Copy out, word for word, the part of the material below that opens with the line containing "Practice. Put a dot on the black tail" and closes with the line containing "Practice. Put a dot on the tree", including both of those lines.

(Available data):
/---

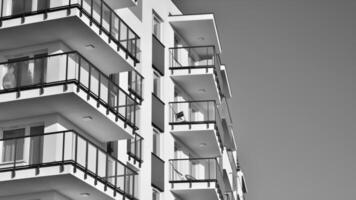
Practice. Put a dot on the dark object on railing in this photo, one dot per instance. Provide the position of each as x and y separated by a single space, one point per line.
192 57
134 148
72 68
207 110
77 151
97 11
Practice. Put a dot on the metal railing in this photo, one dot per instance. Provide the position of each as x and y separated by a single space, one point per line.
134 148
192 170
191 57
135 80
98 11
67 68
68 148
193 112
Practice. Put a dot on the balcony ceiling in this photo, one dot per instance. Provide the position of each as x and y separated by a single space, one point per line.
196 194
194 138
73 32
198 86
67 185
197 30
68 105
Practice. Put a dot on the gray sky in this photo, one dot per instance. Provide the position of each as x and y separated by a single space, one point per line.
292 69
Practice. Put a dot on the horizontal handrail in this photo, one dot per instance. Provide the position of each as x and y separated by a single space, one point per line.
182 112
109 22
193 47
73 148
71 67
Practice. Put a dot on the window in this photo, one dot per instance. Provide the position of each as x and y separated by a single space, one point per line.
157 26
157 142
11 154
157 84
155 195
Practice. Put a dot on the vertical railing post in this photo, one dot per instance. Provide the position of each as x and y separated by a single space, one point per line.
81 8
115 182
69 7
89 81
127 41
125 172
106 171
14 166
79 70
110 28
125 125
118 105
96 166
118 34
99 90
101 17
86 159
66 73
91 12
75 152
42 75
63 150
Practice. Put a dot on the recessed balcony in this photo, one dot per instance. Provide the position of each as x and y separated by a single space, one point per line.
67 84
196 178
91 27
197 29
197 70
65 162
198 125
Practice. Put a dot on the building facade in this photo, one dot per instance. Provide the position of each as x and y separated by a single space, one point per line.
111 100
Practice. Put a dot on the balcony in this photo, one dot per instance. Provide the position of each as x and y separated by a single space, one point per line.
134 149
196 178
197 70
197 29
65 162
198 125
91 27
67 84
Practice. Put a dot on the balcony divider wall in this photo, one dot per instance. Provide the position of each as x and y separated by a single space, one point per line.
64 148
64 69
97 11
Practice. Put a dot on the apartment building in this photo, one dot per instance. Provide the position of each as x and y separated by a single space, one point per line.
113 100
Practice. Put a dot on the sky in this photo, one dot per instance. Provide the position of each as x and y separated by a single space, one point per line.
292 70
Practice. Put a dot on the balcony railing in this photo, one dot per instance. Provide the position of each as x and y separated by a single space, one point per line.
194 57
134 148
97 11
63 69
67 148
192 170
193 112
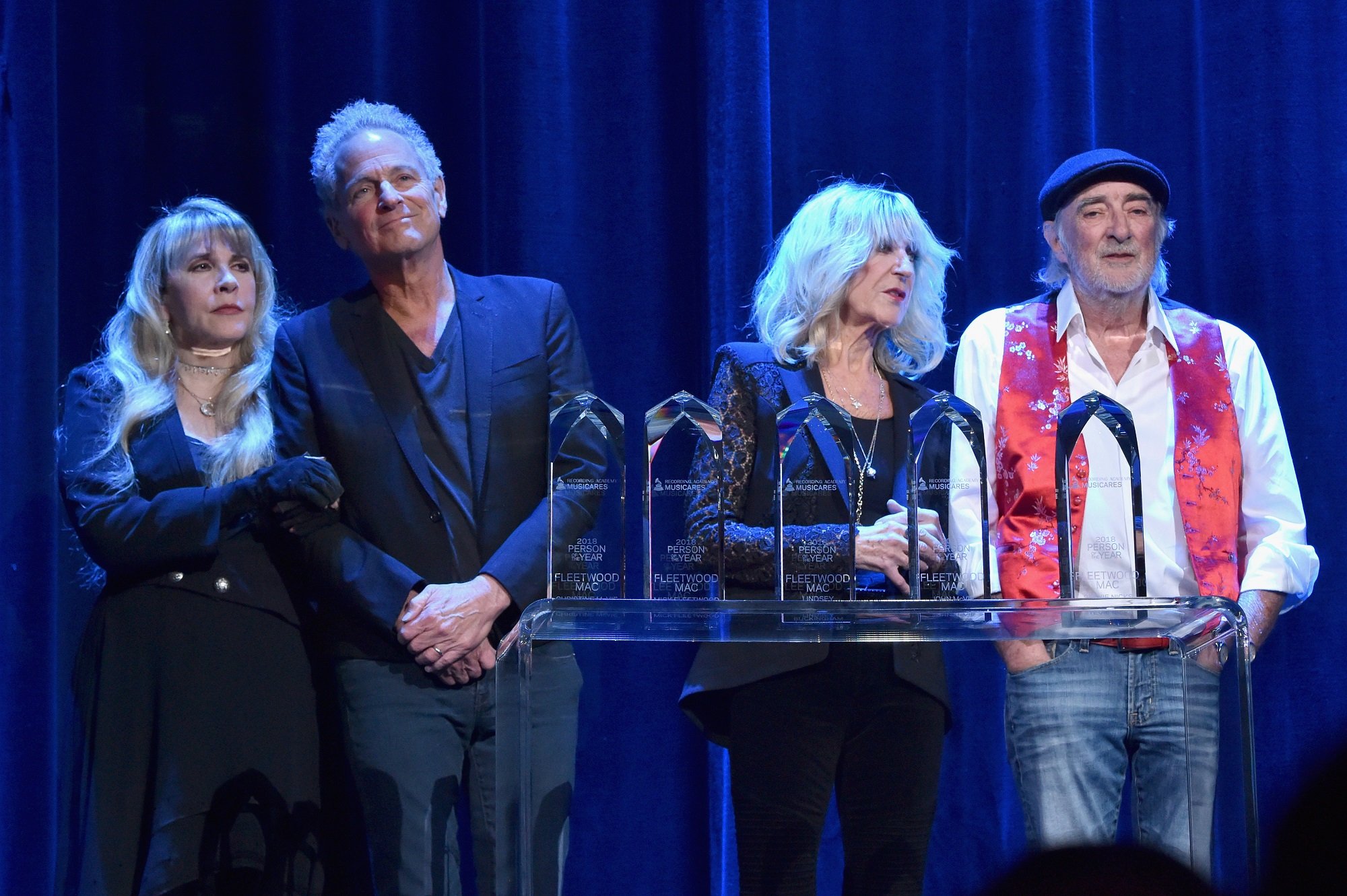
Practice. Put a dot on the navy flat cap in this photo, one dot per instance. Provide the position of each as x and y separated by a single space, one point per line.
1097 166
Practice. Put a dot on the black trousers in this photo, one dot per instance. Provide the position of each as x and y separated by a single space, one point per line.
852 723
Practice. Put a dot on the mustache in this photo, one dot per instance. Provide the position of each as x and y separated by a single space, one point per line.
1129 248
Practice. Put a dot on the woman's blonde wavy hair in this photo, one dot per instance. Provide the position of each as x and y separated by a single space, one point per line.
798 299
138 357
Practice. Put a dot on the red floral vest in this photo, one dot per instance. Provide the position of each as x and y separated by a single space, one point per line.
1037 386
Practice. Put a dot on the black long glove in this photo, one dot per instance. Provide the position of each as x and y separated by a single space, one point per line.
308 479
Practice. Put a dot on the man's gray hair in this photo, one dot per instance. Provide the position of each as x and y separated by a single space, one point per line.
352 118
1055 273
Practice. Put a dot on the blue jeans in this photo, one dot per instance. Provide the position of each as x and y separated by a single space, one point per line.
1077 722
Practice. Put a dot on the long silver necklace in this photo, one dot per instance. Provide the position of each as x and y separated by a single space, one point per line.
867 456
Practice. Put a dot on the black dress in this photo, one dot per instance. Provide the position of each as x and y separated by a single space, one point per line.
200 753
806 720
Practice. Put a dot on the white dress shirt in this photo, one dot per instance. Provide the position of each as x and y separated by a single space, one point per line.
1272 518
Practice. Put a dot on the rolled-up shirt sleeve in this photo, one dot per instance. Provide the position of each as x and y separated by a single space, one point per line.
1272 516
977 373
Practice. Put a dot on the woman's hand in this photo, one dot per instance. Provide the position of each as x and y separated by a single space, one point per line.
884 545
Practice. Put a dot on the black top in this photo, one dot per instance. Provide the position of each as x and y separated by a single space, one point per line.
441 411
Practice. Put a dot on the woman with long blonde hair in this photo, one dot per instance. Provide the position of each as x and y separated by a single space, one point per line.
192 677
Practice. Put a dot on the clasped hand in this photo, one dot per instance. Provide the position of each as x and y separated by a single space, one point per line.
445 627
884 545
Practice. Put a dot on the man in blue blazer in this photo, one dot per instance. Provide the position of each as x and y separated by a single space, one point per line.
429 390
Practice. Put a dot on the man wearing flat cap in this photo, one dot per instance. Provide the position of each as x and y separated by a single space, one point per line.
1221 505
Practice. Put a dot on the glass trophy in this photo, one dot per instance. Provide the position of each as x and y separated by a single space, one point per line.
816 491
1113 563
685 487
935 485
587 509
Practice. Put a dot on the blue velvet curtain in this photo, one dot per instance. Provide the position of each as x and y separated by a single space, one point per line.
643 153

\---
/---

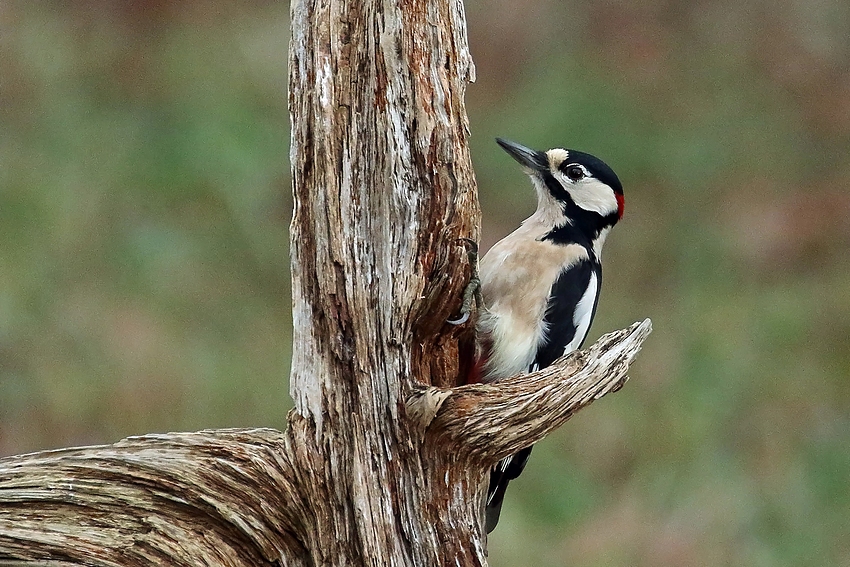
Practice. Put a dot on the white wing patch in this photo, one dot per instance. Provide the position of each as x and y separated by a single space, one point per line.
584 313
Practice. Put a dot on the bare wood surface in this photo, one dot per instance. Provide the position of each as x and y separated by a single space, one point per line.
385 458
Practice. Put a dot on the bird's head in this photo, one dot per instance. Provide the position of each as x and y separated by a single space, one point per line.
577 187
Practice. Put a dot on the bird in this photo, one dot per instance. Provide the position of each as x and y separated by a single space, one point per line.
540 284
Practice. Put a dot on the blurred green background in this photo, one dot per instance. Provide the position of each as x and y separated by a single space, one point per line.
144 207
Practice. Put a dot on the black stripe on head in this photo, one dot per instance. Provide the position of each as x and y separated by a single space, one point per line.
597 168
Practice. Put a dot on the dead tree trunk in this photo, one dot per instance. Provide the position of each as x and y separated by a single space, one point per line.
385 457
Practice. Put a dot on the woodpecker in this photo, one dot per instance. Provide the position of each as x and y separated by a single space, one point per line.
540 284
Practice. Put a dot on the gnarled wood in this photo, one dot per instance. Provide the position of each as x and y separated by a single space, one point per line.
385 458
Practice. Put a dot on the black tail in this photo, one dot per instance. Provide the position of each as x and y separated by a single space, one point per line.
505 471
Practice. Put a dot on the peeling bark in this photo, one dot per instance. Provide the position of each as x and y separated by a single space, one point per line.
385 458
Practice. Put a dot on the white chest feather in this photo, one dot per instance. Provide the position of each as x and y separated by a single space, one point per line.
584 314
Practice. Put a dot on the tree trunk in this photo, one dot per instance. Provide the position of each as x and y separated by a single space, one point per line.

\---
/---

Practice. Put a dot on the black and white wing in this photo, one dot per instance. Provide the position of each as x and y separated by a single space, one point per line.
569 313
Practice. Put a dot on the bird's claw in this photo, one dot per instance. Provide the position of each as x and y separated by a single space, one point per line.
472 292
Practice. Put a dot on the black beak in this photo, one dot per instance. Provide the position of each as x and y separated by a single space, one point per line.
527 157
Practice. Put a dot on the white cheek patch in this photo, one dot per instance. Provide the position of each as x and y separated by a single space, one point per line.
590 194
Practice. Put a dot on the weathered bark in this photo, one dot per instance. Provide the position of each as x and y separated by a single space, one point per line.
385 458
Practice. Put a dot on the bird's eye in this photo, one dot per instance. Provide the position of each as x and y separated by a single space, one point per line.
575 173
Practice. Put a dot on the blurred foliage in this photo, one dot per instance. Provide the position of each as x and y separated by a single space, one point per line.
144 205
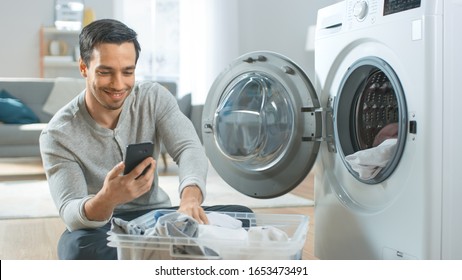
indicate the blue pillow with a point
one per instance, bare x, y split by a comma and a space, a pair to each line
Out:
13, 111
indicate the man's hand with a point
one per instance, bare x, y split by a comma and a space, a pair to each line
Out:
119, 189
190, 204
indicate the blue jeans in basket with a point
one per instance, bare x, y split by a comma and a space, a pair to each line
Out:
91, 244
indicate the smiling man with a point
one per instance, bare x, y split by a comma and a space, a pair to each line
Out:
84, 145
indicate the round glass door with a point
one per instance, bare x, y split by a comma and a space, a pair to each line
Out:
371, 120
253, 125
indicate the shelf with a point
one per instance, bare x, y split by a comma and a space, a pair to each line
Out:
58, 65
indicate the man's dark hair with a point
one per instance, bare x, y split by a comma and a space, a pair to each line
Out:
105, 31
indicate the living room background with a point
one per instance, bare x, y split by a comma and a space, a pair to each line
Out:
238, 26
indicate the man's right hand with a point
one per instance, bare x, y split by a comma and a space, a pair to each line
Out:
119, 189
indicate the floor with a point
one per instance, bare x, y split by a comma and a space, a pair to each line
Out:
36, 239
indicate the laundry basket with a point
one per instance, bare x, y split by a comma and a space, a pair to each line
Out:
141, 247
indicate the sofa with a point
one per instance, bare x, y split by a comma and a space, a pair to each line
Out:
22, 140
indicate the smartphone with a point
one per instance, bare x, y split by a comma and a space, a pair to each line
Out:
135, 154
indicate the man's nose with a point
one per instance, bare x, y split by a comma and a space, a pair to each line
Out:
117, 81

\---

(Solution below):
Practice. Put a dot on the black tail in this photo, one dot per instance. Provide the position of each as x and y separated by a single space, one point per line.
505 471
Practice. Put a dot on the peeling bark in this photo, one dot per instance. Provide the position of each as x and y separated by a single space, one point per line.
385 458
Practice. Put a dot on the white chest feather in this photo, one dot per instance. Provide the position of each as x and y separated by a single space, one point per line.
584 314
Practice. Put a dot on the tree trunk in this photo, one dot per instance. Provide the position of each as x and y separated by a single space, one point per line.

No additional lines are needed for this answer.